▶ [ENTRIES]

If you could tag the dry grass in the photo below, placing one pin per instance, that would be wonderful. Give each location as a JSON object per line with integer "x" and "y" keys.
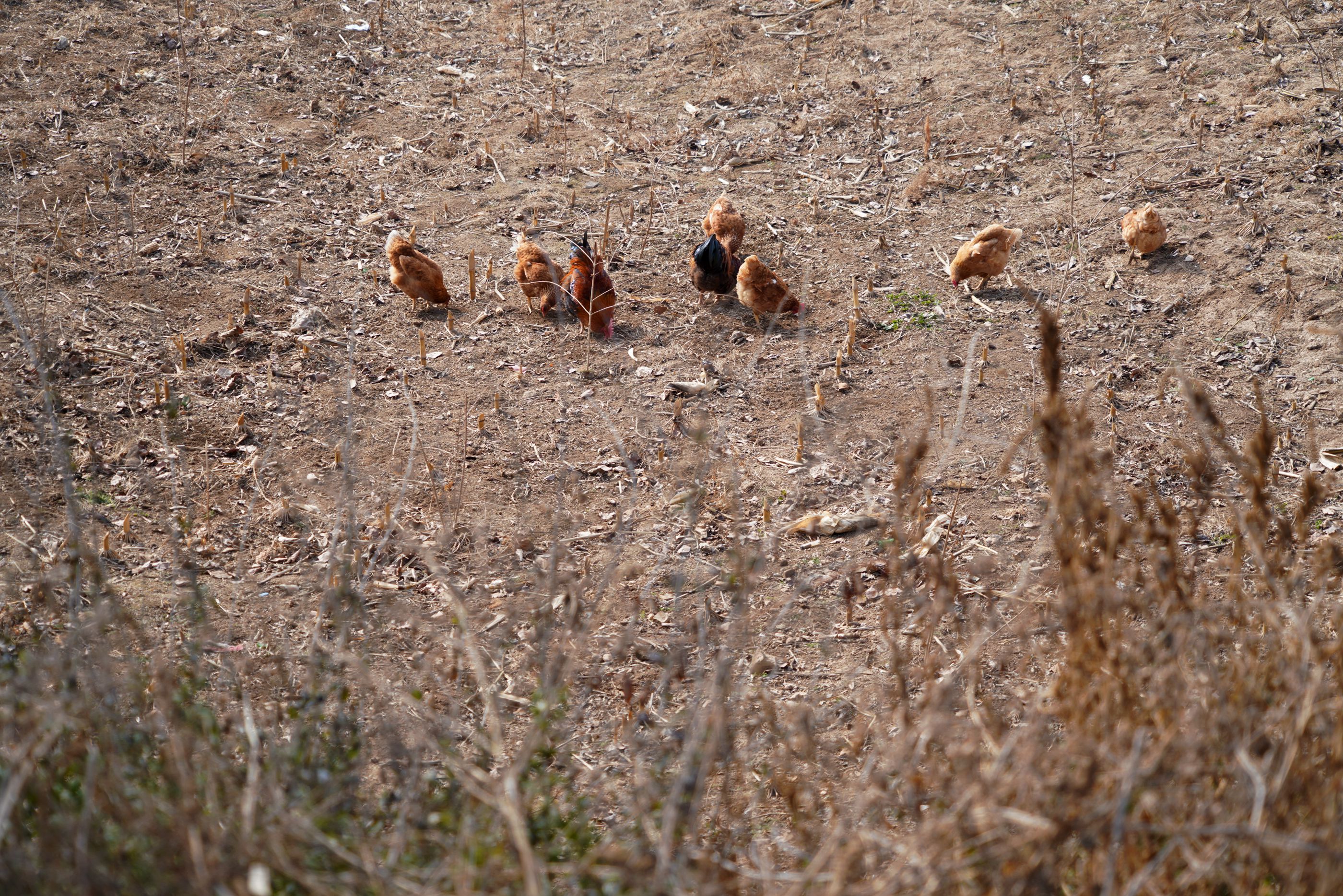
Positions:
{"x": 1167, "y": 720}
{"x": 1026, "y": 593}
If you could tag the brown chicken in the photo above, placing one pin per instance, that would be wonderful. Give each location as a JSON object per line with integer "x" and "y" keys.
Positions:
{"x": 413, "y": 272}
{"x": 765, "y": 293}
{"x": 1145, "y": 232}
{"x": 590, "y": 296}
{"x": 726, "y": 224}
{"x": 985, "y": 256}
{"x": 536, "y": 274}
{"x": 714, "y": 269}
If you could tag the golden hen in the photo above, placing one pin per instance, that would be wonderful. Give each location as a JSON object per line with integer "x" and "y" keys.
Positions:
{"x": 765, "y": 293}
{"x": 985, "y": 256}
{"x": 413, "y": 272}
{"x": 590, "y": 292}
{"x": 726, "y": 224}
{"x": 1145, "y": 232}
{"x": 536, "y": 274}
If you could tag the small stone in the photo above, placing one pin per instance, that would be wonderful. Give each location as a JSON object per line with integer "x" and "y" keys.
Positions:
{"x": 308, "y": 319}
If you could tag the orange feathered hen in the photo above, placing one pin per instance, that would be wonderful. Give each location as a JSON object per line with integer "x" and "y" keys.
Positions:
{"x": 1145, "y": 232}
{"x": 413, "y": 272}
{"x": 765, "y": 293}
{"x": 985, "y": 256}
{"x": 590, "y": 292}
{"x": 536, "y": 274}
{"x": 726, "y": 224}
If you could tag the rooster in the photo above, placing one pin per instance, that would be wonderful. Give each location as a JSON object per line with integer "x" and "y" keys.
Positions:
{"x": 1143, "y": 230}
{"x": 714, "y": 269}
{"x": 591, "y": 296}
{"x": 985, "y": 256}
{"x": 765, "y": 293}
{"x": 536, "y": 274}
{"x": 413, "y": 272}
{"x": 726, "y": 224}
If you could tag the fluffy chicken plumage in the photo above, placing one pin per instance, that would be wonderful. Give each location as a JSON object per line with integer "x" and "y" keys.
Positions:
{"x": 1143, "y": 229}
{"x": 590, "y": 292}
{"x": 765, "y": 293}
{"x": 714, "y": 269}
{"x": 726, "y": 224}
{"x": 536, "y": 274}
{"x": 985, "y": 256}
{"x": 413, "y": 272}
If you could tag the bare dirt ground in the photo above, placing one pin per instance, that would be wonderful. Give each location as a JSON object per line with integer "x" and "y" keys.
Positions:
{"x": 185, "y": 187}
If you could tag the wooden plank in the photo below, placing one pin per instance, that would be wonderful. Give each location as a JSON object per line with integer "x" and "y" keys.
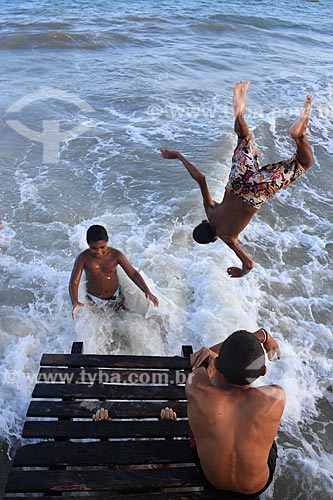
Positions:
{"x": 187, "y": 350}
{"x": 115, "y": 361}
{"x": 108, "y": 391}
{"x": 102, "y": 480}
{"x": 77, "y": 348}
{"x": 85, "y": 409}
{"x": 189, "y": 495}
{"x": 110, "y": 375}
{"x": 113, "y": 429}
{"x": 48, "y": 454}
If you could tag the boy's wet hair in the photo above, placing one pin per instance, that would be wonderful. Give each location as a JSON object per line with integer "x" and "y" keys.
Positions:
{"x": 241, "y": 359}
{"x": 204, "y": 233}
{"x": 97, "y": 233}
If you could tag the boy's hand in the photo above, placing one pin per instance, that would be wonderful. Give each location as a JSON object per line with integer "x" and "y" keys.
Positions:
{"x": 169, "y": 154}
{"x": 76, "y": 307}
{"x": 152, "y": 297}
{"x": 204, "y": 357}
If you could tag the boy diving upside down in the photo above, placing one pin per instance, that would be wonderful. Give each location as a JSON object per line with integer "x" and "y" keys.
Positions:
{"x": 249, "y": 186}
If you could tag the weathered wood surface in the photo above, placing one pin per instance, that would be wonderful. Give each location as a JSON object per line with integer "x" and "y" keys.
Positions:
{"x": 191, "y": 495}
{"x": 115, "y": 383}
{"x": 102, "y": 480}
{"x": 108, "y": 391}
{"x": 117, "y": 409}
{"x": 115, "y": 361}
{"x": 98, "y": 430}
{"x": 89, "y": 375}
{"x": 106, "y": 453}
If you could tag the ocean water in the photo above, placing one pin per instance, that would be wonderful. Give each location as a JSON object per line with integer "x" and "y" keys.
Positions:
{"x": 139, "y": 75}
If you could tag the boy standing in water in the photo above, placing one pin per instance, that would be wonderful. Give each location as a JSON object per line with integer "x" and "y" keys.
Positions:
{"x": 100, "y": 265}
{"x": 249, "y": 186}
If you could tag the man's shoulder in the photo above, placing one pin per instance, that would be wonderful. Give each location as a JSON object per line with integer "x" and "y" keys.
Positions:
{"x": 83, "y": 256}
{"x": 273, "y": 391}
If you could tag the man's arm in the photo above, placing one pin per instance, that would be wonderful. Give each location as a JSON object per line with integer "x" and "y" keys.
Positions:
{"x": 74, "y": 284}
{"x": 237, "y": 272}
{"x": 136, "y": 277}
{"x": 194, "y": 173}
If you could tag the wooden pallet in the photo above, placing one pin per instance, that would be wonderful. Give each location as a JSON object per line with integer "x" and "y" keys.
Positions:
{"x": 73, "y": 454}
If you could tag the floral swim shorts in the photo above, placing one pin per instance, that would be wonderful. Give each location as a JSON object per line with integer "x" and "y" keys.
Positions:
{"x": 254, "y": 184}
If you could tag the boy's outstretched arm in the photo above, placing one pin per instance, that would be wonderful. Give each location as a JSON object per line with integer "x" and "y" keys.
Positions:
{"x": 74, "y": 284}
{"x": 194, "y": 172}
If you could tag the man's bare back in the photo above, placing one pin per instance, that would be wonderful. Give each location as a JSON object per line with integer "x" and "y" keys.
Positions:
{"x": 100, "y": 265}
{"x": 248, "y": 186}
{"x": 234, "y": 425}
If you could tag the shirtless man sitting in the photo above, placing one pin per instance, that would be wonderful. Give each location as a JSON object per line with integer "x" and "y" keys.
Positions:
{"x": 100, "y": 265}
{"x": 249, "y": 186}
{"x": 234, "y": 424}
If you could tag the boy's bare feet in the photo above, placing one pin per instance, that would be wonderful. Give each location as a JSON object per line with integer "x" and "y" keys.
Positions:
{"x": 240, "y": 91}
{"x": 101, "y": 414}
{"x": 298, "y": 129}
{"x": 168, "y": 414}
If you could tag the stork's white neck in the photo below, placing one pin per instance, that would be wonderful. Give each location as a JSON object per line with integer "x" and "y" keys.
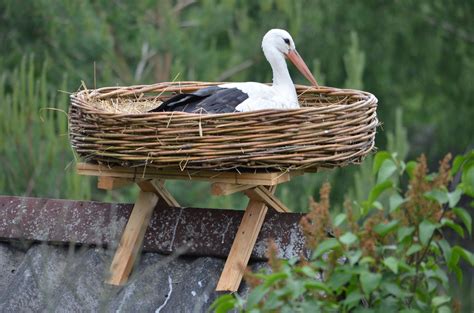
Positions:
{"x": 281, "y": 76}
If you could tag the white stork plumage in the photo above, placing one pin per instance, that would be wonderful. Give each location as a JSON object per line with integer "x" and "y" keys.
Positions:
{"x": 250, "y": 96}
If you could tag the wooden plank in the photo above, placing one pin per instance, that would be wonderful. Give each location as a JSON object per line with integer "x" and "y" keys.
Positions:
{"x": 157, "y": 186}
{"x": 242, "y": 247}
{"x": 132, "y": 238}
{"x": 111, "y": 183}
{"x": 234, "y": 177}
{"x": 260, "y": 193}
{"x": 224, "y": 189}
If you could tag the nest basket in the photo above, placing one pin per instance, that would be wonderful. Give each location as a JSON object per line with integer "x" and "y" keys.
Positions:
{"x": 334, "y": 127}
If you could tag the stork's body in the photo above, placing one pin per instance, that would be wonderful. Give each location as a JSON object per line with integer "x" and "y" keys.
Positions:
{"x": 250, "y": 96}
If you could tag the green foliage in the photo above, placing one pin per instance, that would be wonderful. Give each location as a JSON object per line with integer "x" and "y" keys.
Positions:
{"x": 392, "y": 256}
{"x": 420, "y": 58}
{"x": 34, "y": 151}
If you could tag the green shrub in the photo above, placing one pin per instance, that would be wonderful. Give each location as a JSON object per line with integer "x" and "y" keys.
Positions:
{"x": 387, "y": 253}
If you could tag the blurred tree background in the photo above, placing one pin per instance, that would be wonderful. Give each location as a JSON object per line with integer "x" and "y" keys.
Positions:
{"x": 417, "y": 57}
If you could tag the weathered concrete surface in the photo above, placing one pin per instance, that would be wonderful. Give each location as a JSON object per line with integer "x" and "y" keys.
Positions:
{"x": 46, "y": 278}
{"x": 37, "y": 276}
{"x": 204, "y": 232}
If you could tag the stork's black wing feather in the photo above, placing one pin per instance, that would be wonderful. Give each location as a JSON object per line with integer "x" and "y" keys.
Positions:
{"x": 207, "y": 100}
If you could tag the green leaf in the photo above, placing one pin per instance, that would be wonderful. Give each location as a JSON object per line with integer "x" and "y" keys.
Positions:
{"x": 352, "y": 299}
{"x": 386, "y": 170}
{"x": 395, "y": 201}
{"x": 457, "y": 163}
{"x": 256, "y": 295}
{"x": 426, "y": 230}
{"x": 437, "y": 301}
{"x": 348, "y": 238}
{"x": 380, "y": 157}
{"x": 317, "y": 285}
{"x": 466, "y": 255}
{"x": 413, "y": 249}
{"x": 395, "y": 290}
{"x": 375, "y": 193}
{"x": 465, "y": 217}
{"x": 446, "y": 248}
{"x": 453, "y": 197}
{"x": 467, "y": 178}
{"x": 325, "y": 246}
{"x": 355, "y": 256}
{"x": 338, "y": 279}
{"x": 438, "y": 195}
{"x": 451, "y": 224}
{"x": 274, "y": 277}
{"x": 383, "y": 229}
{"x": 404, "y": 232}
{"x": 370, "y": 281}
{"x": 339, "y": 219}
{"x": 411, "y": 168}
{"x": 444, "y": 309}
{"x": 392, "y": 264}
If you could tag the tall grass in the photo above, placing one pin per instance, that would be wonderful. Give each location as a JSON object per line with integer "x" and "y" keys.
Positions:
{"x": 34, "y": 149}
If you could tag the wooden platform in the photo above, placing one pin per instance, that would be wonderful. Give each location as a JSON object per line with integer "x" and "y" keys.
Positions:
{"x": 258, "y": 187}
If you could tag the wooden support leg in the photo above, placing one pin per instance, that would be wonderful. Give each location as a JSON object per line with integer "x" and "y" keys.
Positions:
{"x": 111, "y": 183}
{"x": 242, "y": 247}
{"x": 260, "y": 193}
{"x": 132, "y": 238}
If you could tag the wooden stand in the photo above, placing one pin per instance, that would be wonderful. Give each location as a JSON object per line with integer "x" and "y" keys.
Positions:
{"x": 258, "y": 187}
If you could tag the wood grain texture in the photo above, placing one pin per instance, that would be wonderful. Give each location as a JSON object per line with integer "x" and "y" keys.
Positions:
{"x": 143, "y": 173}
{"x": 132, "y": 238}
{"x": 157, "y": 186}
{"x": 242, "y": 247}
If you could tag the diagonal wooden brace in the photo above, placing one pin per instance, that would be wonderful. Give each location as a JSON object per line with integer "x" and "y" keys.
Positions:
{"x": 262, "y": 194}
{"x": 224, "y": 189}
{"x": 132, "y": 238}
{"x": 157, "y": 186}
{"x": 242, "y": 247}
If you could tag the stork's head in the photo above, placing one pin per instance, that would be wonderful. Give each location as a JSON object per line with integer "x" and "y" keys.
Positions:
{"x": 280, "y": 41}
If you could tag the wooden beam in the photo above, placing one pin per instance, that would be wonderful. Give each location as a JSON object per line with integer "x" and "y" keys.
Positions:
{"x": 157, "y": 186}
{"x": 262, "y": 194}
{"x": 111, "y": 183}
{"x": 224, "y": 189}
{"x": 132, "y": 238}
{"x": 233, "y": 177}
{"x": 242, "y": 247}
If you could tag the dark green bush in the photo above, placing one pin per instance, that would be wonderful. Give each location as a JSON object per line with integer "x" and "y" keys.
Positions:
{"x": 388, "y": 253}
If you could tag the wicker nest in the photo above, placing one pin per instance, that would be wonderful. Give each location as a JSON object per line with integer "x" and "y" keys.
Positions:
{"x": 334, "y": 127}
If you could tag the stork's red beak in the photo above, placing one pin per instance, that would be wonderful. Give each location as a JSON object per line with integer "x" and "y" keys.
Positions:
{"x": 294, "y": 57}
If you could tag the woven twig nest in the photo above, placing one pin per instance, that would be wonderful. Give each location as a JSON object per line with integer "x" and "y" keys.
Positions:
{"x": 334, "y": 127}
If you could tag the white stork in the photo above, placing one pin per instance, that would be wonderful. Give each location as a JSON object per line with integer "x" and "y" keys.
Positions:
{"x": 250, "y": 96}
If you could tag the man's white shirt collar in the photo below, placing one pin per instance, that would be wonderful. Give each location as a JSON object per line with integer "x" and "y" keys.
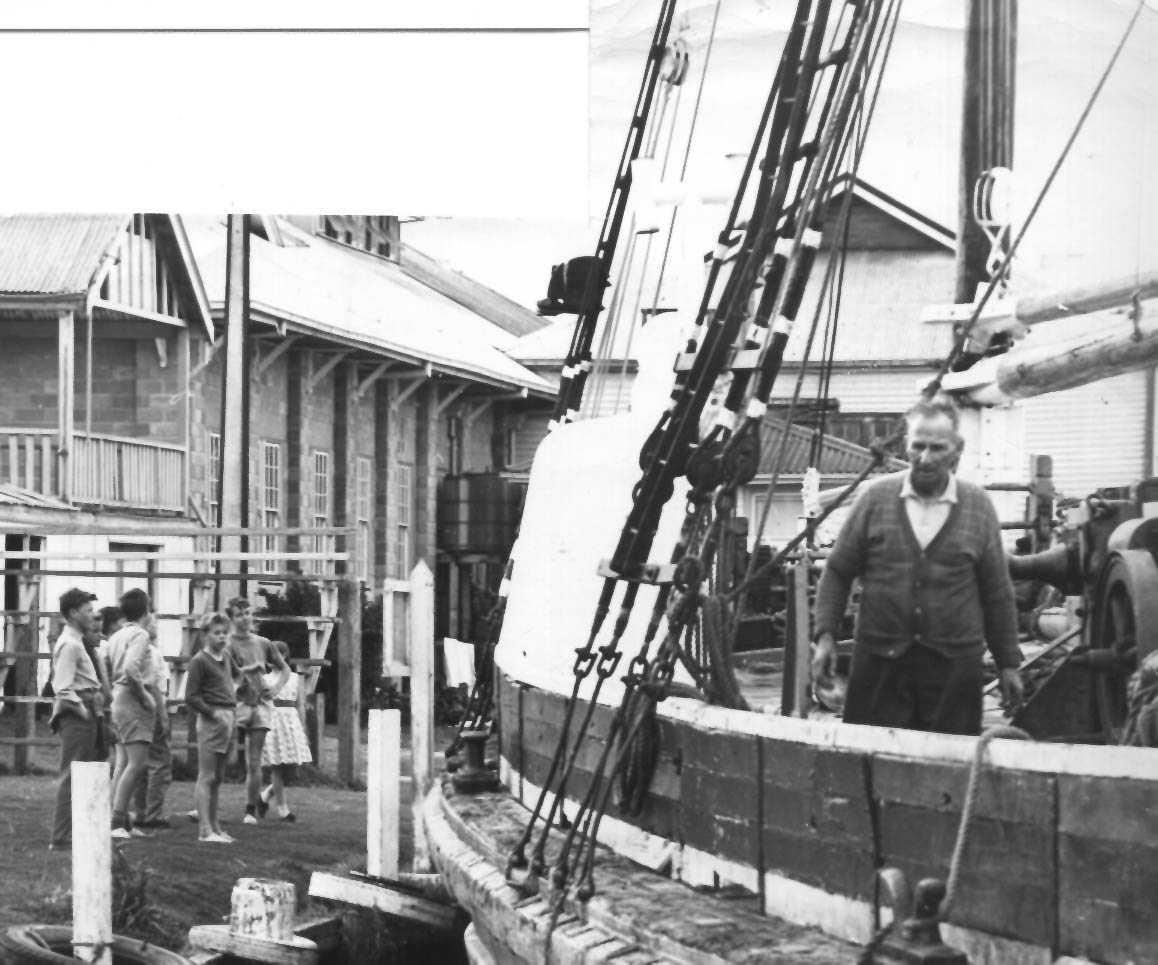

▶ [SHORT TASK] Could you write out the stretch of material from the line containing "If you could tag the dark" through the end of the material, replacing "wonderful" with "great" wherever it occurs and leaving everything else unchanged? Leave the pictures out.

▶ [ANSWER]
If you could tag the dark green bush in the photo above, placing one pin per instance, that would be great. Give each location as a JSON object per line with integer "x" and "y" keys.
Positions:
{"x": 388, "y": 253}
If you could tag the wicker nest in the photo above, placing one pin per instance, that would be great. Give each location as a JSON object per line with integer "x" and "y" keys.
Positions:
{"x": 334, "y": 127}
If you could tag the stork's red beak in the photo above, placing one pin per instance, that would be great. Give each location as a JSON object per line with integer "x" and "y" keys.
Positions:
{"x": 294, "y": 57}
If you could tag the woven twig nest in the photo above, placing one pin per instance, that would be great. Give each location as a JSON object per line with integer "x" and "y" keys.
Positions:
{"x": 334, "y": 127}
If you could tag the white stork in the photo above, placing one pin per instance, that would be great. Give each location as a JSON object per line with integer "x" and "y" keys.
Positions:
{"x": 250, "y": 96}
If you could tag the man's white shirt collar in the photo below, placing one pin per instance, that would be great. Give each location as a JSON object per line with integer "x" and "y" keys.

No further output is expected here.